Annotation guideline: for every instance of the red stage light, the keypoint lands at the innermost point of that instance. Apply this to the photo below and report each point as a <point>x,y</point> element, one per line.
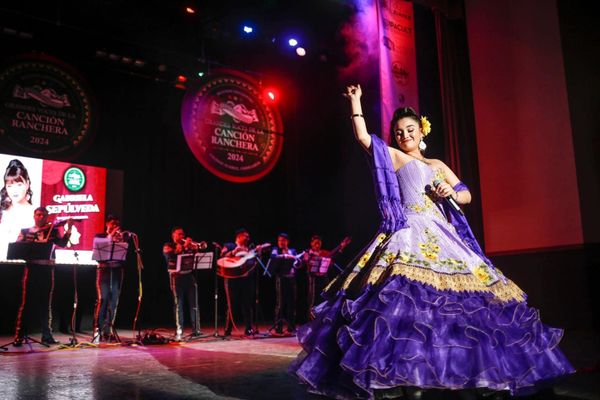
<point>271,94</point>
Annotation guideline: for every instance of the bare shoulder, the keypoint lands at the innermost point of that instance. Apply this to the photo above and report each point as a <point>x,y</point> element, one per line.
<point>435,163</point>
<point>398,158</point>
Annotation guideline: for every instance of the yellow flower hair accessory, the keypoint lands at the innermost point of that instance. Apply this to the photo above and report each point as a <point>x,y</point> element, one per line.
<point>425,125</point>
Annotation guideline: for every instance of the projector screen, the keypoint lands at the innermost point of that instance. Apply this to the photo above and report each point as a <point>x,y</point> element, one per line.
<point>67,190</point>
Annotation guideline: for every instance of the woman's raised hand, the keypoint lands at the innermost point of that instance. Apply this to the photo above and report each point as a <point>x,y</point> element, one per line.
<point>443,189</point>
<point>353,92</point>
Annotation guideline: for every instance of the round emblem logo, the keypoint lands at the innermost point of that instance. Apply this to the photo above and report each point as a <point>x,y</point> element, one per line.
<point>231,128</point>
<point>44,108</point>
<point>74,179</point>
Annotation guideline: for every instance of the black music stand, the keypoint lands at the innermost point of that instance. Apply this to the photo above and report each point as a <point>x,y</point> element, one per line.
<point>106,250</point>
<point>194,262</point>
<point>33,253</point>
<point>280,266</point>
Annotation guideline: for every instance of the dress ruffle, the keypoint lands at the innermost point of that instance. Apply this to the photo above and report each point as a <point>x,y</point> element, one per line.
<point>405,333</point>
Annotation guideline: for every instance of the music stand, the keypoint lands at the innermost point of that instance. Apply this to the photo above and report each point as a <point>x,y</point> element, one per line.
<point>112,253</point>
<point>194,262</point>
<point>319,265</point>
<point>33,253</point>
<point>280,266</point>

_TASK STATEMENT_.
Wherever a picture appears, omit it; copy the rest of the data exactly.

_WRITTEN ANSWER_.
Annotation guideline: for every instance of the red stage light, the keypoint lands at the innermost point of that instance. Apply this to the photo below and report each point as a <point>x,y</point> element, one per line.
<point>271,94</point>
Annotation guideline: for every instance of the bare shoulder, the keypoint lands at the innermost point of that instance. Apply this to the photo above and report each point as a <point>x,y</point> element, one per line.
<point>435,163</point>
<point>398,158</point>
Annotation guideline: for every instance of the yellow flower hair accessory, the keypoint lands at the innermost point of that instance. Apply this to the photo above and report each point as a <point>x,y</point> element, one per line.
<point>425,125</point>
Annotation guideline: for every instance of the projector screen, the keypoint lands at the innermost point of that instance. Apply this to the photo above and report each point as a <point>x,y</point> element, one per line.
<point>67,190</point>
Annotation guideline: for every instance of the woman's raised hand, the keypoint lands at the innermost point of that instance. Apply this to the photo above and report each point as a <point>x,y</point> element, one per line.
<point>443,189</point>
<point>353,92</point>
Annotation guideline: for every instance of the round emblem logo, the keypoint lands at the innermost point of that instance. Apply this to the photo above and report each point as a <point>x,y</point> element, one per line.
<point>231,128</point>
<point>44,108</point>
<point>74,179</point>
Annotation guideline: for every instance of the black music stand, the keypoint lands at the innermost point of that instance. Apply this to the photo above and report each point as a <point>x,y</point> element, one per line.
<point>106,250</point>
<point>194,262</point>
<point>33,253</point>
<point>280,266</point>
Annotation guideline: for every instance of the dress ruffle, the keypoint lands at the innermost point of that instance. Apply this to the photo above and report each point as a <point>x,y</point> element, one per line.
<point>405,333</point>
Annotation guideline: for every instance of the music stand, the keypoint lands at the innermost point of that instance. Apply this to the photo above and report each point as a <point>x,y</point> element, one per line.
<point>112,253</point>
<point>194,262</point>
<point>319,265</point>
<point>33,253</point>
<point>280,266</point>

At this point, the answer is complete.